**Records from a data collection:**
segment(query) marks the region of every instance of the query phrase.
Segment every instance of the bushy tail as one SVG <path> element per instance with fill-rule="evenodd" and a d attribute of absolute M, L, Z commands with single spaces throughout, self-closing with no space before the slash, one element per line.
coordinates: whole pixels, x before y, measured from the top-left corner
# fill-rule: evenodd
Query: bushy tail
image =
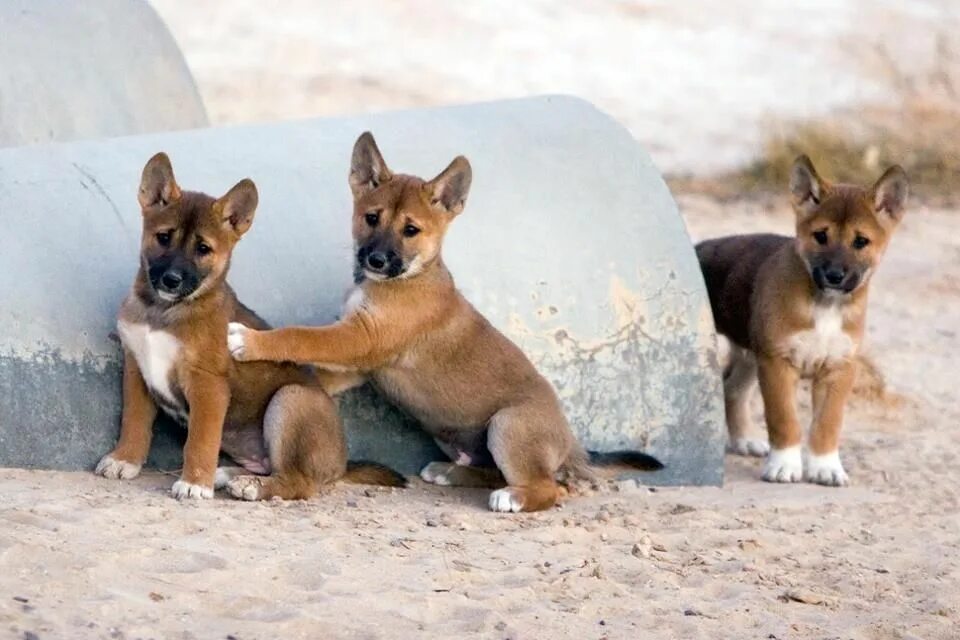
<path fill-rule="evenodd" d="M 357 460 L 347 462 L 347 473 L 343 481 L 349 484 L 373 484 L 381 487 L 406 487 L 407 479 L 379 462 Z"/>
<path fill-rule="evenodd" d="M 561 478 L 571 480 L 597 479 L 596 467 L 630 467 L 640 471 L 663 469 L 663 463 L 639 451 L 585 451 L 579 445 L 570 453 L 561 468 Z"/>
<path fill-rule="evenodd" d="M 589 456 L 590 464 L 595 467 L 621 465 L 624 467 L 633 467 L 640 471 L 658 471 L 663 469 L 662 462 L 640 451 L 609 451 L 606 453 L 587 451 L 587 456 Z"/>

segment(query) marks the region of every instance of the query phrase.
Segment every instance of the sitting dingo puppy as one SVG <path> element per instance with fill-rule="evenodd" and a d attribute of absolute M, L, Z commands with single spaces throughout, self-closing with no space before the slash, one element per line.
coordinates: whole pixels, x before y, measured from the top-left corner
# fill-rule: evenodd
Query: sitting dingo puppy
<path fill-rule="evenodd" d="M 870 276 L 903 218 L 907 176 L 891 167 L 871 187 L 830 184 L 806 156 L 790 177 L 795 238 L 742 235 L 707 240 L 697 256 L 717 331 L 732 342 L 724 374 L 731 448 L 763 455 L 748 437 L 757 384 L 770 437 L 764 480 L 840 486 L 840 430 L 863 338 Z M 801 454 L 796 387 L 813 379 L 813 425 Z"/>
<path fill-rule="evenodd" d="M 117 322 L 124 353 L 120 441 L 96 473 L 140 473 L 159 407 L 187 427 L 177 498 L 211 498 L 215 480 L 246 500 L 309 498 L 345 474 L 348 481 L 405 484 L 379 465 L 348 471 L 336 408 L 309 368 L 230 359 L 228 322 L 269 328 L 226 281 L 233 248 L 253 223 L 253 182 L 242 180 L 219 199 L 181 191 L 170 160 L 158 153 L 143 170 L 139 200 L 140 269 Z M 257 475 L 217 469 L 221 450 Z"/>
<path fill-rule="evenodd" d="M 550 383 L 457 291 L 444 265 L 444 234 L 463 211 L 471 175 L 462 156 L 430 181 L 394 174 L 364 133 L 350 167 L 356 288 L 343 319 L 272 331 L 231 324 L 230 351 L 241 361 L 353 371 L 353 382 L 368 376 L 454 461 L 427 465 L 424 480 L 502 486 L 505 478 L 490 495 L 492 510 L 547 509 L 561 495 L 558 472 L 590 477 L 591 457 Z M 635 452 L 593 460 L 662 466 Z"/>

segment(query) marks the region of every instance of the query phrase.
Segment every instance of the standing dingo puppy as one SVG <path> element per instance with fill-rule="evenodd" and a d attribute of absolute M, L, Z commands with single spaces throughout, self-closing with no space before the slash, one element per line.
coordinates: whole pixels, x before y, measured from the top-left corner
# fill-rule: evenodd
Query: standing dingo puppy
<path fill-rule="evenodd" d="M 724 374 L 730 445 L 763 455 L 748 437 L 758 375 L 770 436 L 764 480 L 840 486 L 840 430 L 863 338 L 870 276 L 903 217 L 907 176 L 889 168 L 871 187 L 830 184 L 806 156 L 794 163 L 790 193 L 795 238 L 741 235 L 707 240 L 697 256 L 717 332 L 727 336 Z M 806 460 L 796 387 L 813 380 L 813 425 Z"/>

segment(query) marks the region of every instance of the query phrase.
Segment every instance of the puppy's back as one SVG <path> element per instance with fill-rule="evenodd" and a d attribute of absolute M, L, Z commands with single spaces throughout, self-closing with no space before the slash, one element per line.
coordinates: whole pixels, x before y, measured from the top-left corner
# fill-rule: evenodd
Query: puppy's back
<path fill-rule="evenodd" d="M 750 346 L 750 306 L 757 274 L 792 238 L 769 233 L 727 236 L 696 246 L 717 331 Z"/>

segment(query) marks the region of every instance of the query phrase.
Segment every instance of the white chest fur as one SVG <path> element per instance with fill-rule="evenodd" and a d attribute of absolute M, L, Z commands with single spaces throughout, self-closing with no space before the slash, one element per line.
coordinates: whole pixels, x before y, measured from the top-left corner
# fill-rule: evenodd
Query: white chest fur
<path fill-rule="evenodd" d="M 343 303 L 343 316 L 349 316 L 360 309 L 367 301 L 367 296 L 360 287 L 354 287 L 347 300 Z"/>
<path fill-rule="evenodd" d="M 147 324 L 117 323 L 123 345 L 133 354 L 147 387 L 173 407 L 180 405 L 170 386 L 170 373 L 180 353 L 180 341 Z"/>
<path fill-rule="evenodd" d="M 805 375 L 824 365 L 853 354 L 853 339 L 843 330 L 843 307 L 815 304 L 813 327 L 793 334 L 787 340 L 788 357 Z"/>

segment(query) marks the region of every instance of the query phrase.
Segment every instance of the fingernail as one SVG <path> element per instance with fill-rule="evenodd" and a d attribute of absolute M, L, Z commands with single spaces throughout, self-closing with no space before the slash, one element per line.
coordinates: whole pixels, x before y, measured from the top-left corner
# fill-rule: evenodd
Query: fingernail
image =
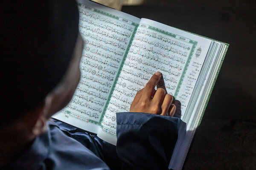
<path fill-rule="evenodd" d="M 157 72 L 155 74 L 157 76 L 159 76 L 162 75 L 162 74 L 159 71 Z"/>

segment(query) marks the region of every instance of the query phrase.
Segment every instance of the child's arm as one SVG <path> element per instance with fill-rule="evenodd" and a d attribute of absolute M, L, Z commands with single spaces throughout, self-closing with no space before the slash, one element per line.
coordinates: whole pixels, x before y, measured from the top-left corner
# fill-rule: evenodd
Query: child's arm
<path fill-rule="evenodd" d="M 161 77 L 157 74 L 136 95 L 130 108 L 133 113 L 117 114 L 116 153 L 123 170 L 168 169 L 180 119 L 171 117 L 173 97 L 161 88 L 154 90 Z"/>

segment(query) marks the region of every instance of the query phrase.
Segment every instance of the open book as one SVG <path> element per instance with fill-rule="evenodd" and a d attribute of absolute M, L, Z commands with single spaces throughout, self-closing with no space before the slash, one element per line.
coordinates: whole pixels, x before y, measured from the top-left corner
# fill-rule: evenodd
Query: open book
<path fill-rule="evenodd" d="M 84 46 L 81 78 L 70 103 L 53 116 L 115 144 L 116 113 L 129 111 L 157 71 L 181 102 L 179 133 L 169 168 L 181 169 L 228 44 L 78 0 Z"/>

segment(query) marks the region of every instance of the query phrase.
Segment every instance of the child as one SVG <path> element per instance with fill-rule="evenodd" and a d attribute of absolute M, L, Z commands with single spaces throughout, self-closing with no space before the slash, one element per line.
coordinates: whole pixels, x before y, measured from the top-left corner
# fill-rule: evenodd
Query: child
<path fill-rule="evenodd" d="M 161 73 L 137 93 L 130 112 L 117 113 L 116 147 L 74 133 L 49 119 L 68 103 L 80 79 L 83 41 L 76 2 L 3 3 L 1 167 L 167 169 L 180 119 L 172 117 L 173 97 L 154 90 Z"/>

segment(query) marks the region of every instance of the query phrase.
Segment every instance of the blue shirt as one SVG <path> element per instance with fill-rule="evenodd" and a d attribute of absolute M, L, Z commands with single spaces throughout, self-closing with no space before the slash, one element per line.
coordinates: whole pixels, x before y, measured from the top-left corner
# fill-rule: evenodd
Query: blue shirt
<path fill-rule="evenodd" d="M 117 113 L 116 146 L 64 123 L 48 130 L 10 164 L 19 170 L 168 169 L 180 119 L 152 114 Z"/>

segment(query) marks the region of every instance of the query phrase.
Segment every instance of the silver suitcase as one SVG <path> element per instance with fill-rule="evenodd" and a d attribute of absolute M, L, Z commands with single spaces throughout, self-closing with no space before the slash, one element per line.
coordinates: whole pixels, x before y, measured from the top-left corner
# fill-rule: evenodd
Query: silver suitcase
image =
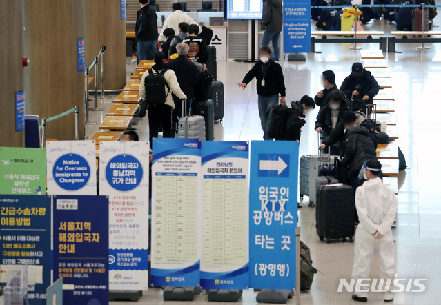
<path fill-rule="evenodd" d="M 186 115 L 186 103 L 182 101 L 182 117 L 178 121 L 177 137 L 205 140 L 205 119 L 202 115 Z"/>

**Problem statement:**
From the data above, extract each line that contains the string "book".

**Finished task:**
Segment every instance of the open book as one SVG <path> element per instance with fill-rule="evenodd" and a d attribute of absolute M, L, Z commands with single spaces throughout, self-closing with no space before the slash, one element per line.
Query: open book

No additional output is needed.